(Beginning of Input records)

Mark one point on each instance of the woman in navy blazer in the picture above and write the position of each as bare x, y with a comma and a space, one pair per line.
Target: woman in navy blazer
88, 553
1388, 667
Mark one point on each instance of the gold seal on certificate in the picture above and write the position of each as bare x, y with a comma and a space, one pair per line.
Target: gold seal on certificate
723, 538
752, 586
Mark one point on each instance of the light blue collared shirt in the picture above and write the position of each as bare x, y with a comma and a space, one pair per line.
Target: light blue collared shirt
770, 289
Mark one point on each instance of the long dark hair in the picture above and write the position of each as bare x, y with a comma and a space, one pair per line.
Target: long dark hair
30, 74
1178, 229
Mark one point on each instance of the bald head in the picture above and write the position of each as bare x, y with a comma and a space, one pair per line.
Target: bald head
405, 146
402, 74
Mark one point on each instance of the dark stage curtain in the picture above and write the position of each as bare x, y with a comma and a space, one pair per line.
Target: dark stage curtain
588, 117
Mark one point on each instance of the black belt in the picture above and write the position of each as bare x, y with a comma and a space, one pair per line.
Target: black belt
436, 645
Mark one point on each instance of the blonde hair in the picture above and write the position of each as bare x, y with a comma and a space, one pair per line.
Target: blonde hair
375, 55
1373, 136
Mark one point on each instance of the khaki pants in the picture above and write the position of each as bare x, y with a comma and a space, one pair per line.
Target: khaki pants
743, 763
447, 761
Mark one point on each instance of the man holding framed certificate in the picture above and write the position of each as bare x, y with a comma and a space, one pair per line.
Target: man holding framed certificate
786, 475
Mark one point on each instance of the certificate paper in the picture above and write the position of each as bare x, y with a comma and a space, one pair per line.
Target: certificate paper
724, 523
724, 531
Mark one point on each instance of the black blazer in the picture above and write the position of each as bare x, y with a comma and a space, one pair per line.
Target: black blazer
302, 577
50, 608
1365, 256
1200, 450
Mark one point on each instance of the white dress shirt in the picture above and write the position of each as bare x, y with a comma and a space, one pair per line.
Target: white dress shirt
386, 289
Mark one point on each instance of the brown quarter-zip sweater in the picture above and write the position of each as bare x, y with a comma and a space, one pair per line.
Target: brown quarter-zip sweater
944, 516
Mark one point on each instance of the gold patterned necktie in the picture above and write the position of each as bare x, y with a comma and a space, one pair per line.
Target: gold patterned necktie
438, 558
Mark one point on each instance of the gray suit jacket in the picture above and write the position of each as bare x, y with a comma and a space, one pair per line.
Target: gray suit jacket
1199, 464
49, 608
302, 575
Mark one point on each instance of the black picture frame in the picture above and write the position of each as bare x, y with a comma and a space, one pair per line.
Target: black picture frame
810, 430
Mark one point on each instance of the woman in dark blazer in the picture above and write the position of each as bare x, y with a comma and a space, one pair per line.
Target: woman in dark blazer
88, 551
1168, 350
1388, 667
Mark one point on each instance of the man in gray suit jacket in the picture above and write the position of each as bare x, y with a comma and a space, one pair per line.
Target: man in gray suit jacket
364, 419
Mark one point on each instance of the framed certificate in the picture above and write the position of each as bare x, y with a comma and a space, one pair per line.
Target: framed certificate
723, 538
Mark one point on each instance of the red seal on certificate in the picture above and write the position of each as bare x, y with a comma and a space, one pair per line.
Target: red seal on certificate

(End of Input records)

_Exercise details_
Above are records; repeat only the lines starting at the line with "Mark one point on each instance of the light" and ending at the line with "Mark one point on each instance of the white", exactly as they appear, both included.

_Result for this exercise_
Mark one point on each instance of the light blue collared shirt in the picture above and write the position of each as bare x, y with a comma and a space, one pair per line.
Target: light blue collared shirt
770, 289
Mark one point on each instance of the long dark hair in the picture above and write the position of each as bare x, y with a comma and a space, one pair per line.
Target: long dark hair
30, 74
1178, 229
Mark one point on each instance of the bald head in the picture above and write the position of each as bare x, y with a comma and a space, one pair per line.
Target: bald head
405, 146
402, 74
Mark one point on each instance of the dark stage curtain in the picture above and write the position of each as bare x, y with a comma and a space, one pair per line.
Target: dark stage curtain
588, 117
Mark one point on each instance of the black belt in the picture above and write the position of each as bare x, y with a comma and a space, one pair per line.
Target: black belt
436, 645
Mark one point on each instance of the blonde hair in the picture above and write the position of each as bare x, y with a comma and a space, one pair per line.
Target: blonde hair
375, 55
1373, 136
Mark one point on each instance of the khaki pants in the picture above and write the position of each as bare x, y with a comma and a space, one pair per line.
Target: khaki pants
743, 763
447, 761
Mark one point on each instance of the man holding framed certificate in the picture above and write the position of each as bare x, y with a comma and a space, one pair per line.
Target: man holding framed certificate
786, 475
Mark one point on each instance of the certificate paper in the picture above and write the position of each as bare x, y with a comma and a space, one pair per line.
Target: certificate paper
724, 523
724, 531
Mark one point on each instance of the black blazer in the picture above and write the position of each as bare x, y with a comma and a space, one pair per line.
Target: black blazer
302, 577
50, 608
1365, 256
1200, 450
Mark one point on each instance of the white dress shirt in the picture above and write the position of each as bare x, y with a comma and a space, one pair per line.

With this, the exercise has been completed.